INSTRUCTIONS.
a: Repeat word for word the part of the post about Outliers and infertility care that starts with "Please forgive me" and ends with "is our masterpiece.".
b: Keep writing the post about Outliers and infertility care, picking up after its last sentence.

DOCUMENT TEXT.
========================================

I recently got a chance to read the best-selling book called Outliers by Malcolm Gladwell. Fascinating! It is psychology and statistics and medicine and cultural studies all rolled up into a great read. As with most books, I always end up reflecting on the field of infertility and trying to apply some of the principles I learned from the book to my life’s passion – being a reproductive endocrinologist. One chapter in particular stood out in regards to our practice, Reproductive Science Center. It was the chapter entitled, “The 10,000-Hour Rule.”
Please forgive me any misrepresentation of the chapter as I did not get my master’s in English literature and am just a participant at my monthly book club. But what I got from this chapter is that to be good at what you do, you not only have to have talent, and good fortune, but you also must put in the time. As a medical student, then resident, then fellow in Reproductive Endocrinology, I thought I had put in the hours. But in truth, residency is very different than the real practice of infertility. What matters to patients, to the families we help make, is the ability to diagnose a problem, to correctly stimulate a patient, to retrieve the eggs, handle the embryos, and transfer them back safely into a uterus. This is our practice. This is our pro sport. This is our masterpiece.

========================================

EXTRACTED ENTRIES.
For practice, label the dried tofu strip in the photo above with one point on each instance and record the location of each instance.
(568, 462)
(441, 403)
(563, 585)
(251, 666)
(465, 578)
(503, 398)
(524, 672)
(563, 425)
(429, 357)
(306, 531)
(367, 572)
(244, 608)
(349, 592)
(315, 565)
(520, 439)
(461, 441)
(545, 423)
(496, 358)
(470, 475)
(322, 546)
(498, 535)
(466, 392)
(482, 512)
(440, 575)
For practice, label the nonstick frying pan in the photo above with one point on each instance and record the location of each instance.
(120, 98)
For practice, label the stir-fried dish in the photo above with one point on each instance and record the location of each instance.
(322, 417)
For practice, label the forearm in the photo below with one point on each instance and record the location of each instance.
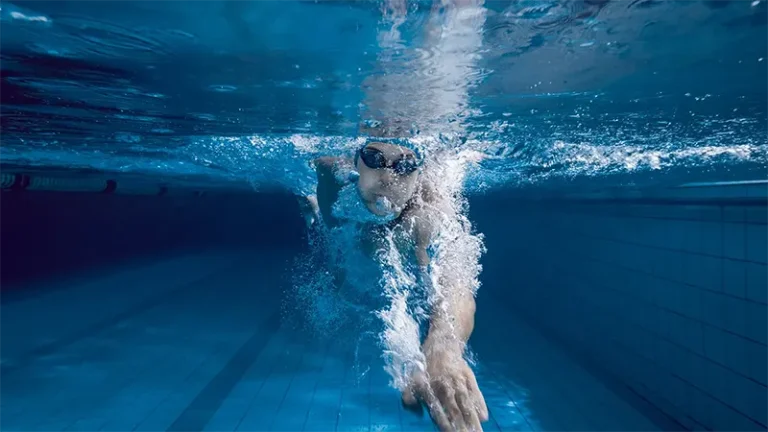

========================================

ANSWERS FOR EACH ITEM.
a:
Please forgive me any misrepresentation of the chapter as I did not get my master’s in English literature and am just a participant at my monthly book club. But what I got from this chapter is that to be good at what you do, you not only have to have talent, and good fortune, but you also must put in the time. As a medical student, then resident, then fellow in Reproductive Endocrinology, I thought I had put in the hours. But in truth, residency is very different than the real practice of infertility. What matters to patients, to the families we help make, is the ability to diagnose a problem, to correctly stimulate a patient, to retrieve the eggs, handle the embryos, and transfer them back safely into a uterus. This is our practice. This is our pro sport. This is our masterpiece.

b:
And so what makes RSC so good at what we do?
I get it – The 10,000 hour rule!
10 hours a day, 7 days a week, 52 weeks, 25 years= 91,000 hours
600 cycles a year, 25 years= 15,000 cycles
6 doctors, over 150 practice years, 300 patients a year= 270,000 patient-doctor-years
5 embryologists, 10 embryos per patient, 1,000 fresh or frozen cycles a year= 50,000 cycles
Every way I look at it, RSC is good because we have put in the time in the past and continue to put in the time in the present. We are not afraid to work hard. We are not afraid to commit the hours to be careful and diligent and treat every egg, every sperm, every embryo with the respect it deserves. We are dedicated to achieving the best – I think Malcolm Gladwell would agree.